§ Task details
What is needed is an exact repeat of the lines from the line containing "If you could spot the gray" through the final line of the entries below, and nothing else.

(Items from a dataset)
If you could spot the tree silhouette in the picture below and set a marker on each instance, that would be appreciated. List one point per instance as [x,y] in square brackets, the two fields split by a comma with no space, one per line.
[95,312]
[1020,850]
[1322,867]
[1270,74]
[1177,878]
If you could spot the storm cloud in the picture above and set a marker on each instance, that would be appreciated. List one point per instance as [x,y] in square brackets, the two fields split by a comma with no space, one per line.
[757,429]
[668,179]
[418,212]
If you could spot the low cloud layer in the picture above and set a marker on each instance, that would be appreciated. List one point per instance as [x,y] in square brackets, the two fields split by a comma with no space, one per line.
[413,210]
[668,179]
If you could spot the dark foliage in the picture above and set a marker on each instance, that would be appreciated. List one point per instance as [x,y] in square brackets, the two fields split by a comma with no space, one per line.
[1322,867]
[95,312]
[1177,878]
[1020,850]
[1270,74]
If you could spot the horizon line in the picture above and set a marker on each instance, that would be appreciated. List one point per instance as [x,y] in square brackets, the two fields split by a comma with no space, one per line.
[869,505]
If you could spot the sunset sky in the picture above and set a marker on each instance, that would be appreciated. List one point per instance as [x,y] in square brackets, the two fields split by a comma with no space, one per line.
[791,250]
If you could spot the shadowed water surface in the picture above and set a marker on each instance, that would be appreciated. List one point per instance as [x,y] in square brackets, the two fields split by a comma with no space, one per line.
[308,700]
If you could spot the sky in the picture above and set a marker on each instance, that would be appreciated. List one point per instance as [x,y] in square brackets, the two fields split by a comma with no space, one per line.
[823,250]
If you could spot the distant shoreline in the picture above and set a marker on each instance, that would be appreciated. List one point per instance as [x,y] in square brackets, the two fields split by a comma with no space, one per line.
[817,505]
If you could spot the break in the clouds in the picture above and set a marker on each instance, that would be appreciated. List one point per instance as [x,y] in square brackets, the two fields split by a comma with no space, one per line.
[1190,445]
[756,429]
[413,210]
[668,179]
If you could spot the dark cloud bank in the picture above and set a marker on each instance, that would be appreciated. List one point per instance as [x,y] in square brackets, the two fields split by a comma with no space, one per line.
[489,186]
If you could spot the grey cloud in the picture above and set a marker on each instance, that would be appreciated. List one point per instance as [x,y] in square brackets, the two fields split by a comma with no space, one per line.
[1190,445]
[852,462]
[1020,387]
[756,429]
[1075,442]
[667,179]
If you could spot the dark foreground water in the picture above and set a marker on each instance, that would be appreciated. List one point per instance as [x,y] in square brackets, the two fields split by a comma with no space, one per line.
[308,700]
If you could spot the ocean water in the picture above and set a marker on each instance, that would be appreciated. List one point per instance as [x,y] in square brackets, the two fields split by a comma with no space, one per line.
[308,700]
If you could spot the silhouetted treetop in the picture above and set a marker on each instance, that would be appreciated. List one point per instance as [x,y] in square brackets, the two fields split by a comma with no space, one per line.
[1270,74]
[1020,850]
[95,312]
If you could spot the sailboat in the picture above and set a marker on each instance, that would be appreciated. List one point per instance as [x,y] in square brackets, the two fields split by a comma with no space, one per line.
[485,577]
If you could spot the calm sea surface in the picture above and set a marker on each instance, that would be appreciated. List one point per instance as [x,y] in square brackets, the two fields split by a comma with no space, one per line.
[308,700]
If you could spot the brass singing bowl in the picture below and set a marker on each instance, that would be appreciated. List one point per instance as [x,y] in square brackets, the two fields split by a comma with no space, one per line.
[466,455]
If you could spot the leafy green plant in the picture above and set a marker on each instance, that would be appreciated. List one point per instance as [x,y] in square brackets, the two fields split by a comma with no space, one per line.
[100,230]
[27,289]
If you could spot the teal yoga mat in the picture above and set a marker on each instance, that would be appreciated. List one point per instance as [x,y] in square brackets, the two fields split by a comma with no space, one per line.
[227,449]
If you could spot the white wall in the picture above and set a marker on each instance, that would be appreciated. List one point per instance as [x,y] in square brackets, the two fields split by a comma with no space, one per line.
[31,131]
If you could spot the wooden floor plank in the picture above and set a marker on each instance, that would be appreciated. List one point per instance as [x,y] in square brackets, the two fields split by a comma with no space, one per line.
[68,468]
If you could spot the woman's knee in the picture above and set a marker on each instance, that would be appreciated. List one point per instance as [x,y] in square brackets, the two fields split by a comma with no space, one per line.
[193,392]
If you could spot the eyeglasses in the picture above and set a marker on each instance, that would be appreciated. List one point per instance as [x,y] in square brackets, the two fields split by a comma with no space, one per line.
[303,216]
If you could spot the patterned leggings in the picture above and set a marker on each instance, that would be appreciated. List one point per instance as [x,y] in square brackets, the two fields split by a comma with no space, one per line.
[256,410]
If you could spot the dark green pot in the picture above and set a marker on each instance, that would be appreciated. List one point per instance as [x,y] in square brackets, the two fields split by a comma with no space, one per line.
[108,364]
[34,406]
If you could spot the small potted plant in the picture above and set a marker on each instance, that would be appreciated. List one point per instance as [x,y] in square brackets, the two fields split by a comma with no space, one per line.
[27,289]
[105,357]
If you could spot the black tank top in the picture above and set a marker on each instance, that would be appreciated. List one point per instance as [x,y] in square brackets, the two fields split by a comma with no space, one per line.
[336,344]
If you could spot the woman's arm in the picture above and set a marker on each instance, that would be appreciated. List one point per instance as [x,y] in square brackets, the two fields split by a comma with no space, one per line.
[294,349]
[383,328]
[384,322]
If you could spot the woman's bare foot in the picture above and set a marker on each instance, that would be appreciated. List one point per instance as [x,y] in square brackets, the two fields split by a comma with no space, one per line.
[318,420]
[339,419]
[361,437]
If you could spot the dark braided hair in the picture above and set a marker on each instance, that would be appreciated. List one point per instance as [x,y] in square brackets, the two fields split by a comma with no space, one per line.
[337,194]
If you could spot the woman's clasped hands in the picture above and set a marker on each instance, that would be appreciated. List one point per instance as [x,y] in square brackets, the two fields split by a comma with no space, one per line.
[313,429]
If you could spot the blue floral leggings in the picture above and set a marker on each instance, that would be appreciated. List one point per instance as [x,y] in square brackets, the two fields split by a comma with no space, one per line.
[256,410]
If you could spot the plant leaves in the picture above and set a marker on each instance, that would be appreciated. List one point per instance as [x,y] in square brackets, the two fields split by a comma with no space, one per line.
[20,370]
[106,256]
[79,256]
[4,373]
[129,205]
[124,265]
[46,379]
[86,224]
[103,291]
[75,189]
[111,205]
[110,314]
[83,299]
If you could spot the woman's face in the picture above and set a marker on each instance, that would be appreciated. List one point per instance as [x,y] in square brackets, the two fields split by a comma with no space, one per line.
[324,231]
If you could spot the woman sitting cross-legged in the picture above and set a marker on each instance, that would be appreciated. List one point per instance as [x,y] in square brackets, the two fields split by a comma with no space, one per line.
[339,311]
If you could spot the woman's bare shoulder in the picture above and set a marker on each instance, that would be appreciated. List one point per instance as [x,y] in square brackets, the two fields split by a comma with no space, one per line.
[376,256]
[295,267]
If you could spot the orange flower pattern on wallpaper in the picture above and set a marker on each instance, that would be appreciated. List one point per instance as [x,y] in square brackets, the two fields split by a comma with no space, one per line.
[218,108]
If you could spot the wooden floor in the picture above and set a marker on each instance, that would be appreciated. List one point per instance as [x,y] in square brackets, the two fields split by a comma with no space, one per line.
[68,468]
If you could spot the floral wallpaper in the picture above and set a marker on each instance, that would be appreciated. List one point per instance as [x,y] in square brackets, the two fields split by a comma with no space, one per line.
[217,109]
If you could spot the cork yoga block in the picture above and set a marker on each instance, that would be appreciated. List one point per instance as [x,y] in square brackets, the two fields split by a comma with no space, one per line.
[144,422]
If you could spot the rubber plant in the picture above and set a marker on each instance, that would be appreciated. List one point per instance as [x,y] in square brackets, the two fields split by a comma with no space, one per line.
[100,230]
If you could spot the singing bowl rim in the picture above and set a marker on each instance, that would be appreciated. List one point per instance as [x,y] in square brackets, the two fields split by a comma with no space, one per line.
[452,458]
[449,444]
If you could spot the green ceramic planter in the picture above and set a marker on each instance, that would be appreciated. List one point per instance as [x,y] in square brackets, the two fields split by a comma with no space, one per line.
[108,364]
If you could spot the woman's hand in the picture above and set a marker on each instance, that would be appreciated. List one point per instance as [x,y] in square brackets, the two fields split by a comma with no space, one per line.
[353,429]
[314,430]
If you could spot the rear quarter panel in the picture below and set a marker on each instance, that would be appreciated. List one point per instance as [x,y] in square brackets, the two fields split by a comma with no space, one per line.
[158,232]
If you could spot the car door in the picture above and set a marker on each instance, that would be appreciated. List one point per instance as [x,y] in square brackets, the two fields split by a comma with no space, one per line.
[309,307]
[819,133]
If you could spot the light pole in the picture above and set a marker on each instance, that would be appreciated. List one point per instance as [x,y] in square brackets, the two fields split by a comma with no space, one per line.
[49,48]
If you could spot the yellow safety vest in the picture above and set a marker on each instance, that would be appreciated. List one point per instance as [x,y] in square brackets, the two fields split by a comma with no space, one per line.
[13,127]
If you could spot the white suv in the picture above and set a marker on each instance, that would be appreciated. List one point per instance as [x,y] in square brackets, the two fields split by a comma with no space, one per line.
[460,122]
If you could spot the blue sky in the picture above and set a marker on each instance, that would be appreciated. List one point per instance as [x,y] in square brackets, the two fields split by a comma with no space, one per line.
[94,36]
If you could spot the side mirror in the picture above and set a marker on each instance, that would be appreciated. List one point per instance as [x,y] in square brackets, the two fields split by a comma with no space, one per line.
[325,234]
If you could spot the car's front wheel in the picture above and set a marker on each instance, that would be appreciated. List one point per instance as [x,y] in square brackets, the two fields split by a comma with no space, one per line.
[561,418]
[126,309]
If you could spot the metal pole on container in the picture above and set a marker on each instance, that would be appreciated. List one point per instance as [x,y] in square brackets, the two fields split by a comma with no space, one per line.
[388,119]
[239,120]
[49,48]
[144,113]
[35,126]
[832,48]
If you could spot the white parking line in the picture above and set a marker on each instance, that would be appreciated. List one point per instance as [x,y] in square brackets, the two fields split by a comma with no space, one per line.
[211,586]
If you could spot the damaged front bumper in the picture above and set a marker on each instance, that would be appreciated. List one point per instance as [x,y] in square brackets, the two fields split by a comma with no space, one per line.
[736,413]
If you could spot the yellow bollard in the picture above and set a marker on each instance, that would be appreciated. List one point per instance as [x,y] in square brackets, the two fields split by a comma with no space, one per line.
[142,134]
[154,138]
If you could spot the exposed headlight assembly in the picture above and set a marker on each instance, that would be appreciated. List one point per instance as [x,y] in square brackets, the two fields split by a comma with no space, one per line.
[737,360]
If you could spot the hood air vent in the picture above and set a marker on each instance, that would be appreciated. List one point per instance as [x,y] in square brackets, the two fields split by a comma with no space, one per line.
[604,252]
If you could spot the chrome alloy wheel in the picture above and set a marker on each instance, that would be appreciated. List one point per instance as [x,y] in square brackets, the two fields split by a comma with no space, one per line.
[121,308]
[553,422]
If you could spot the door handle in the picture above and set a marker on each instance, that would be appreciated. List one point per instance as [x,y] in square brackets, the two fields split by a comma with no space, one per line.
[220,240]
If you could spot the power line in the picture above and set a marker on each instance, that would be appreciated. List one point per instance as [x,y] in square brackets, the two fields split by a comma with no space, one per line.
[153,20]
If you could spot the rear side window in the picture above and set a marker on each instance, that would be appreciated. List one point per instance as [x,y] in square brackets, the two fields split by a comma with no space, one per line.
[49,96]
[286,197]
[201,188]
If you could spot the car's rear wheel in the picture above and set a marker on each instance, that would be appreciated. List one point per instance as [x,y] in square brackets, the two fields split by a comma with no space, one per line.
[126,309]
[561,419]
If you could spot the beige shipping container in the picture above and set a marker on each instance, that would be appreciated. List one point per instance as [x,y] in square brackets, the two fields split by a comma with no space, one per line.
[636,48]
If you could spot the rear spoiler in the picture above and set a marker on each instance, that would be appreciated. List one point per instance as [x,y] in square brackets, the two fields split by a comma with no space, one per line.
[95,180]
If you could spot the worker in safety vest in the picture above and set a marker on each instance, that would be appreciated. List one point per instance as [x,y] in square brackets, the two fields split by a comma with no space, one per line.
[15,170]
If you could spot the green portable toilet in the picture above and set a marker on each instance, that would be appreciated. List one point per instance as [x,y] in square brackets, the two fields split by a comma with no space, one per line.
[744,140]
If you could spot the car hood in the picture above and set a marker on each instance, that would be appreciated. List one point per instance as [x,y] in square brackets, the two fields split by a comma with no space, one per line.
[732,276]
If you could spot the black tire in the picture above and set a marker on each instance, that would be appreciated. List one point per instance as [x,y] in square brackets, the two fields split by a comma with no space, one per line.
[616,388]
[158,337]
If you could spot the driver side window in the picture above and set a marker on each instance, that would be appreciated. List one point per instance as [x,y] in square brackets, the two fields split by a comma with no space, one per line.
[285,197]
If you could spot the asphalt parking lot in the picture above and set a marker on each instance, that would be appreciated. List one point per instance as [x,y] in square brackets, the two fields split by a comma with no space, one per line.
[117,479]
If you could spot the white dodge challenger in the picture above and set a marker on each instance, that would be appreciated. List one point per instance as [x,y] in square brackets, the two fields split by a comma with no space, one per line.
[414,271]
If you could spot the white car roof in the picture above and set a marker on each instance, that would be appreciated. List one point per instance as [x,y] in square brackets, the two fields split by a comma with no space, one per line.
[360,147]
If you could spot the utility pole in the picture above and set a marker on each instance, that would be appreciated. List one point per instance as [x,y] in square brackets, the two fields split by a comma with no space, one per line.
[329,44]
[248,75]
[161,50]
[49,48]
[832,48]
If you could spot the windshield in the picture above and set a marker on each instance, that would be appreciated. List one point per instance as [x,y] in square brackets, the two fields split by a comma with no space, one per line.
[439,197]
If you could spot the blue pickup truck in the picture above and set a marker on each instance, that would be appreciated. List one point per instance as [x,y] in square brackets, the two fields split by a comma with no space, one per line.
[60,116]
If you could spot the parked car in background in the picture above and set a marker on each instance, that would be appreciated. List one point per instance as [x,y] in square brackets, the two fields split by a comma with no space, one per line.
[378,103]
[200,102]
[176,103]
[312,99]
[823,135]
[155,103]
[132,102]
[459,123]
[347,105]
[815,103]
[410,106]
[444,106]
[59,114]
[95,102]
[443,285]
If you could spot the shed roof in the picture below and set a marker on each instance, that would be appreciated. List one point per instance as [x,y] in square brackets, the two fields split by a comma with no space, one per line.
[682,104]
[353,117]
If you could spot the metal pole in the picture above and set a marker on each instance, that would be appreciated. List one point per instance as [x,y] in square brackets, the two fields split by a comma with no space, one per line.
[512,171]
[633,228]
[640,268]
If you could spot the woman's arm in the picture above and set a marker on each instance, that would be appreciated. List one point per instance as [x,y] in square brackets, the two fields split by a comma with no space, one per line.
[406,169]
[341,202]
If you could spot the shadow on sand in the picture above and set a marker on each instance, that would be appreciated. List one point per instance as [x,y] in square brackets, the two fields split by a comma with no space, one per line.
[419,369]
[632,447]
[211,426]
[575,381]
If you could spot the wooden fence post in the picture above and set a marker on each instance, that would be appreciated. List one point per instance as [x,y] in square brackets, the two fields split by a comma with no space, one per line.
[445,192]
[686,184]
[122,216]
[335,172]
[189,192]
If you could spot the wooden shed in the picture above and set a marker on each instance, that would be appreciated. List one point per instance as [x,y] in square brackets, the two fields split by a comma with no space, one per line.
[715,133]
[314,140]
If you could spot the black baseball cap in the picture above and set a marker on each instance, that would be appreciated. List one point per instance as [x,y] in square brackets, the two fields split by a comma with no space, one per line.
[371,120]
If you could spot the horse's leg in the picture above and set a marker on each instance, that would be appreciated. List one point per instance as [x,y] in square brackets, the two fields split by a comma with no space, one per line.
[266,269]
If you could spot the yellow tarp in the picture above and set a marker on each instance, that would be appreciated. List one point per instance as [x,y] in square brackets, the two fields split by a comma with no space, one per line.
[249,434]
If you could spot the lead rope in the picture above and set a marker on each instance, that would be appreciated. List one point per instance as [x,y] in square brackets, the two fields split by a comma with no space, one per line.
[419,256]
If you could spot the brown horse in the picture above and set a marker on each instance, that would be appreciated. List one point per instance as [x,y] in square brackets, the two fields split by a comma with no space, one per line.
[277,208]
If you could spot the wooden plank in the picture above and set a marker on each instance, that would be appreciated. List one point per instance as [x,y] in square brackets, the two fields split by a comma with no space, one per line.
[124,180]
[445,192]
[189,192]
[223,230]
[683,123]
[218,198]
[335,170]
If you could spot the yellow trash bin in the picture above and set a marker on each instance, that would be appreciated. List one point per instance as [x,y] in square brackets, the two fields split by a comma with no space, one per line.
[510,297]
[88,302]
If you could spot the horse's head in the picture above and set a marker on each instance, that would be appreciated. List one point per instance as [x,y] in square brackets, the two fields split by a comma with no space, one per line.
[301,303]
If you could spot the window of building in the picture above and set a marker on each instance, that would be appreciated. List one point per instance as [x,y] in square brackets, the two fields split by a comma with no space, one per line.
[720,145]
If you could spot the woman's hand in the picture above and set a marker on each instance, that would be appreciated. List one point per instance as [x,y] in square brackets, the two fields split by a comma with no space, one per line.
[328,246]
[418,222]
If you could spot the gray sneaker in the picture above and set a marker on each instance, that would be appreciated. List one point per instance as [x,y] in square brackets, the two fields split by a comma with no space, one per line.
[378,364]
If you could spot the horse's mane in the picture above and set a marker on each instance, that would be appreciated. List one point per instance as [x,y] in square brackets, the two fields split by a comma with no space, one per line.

§ Answer to the exercise
If you could spot the gray sneaker in the picture above and set a marker on each instance, that would be appreciated. List one point per instance as [x,y] in square brackets, the two fields split by a comma with no space, one per line.
[378,364]
If you could spot the horse's mane in the picture above and set a marker on each instance, that would be appreciated. List one point per instance as [x,y] in square brackets, the two fields split by a comma with no space, one per line.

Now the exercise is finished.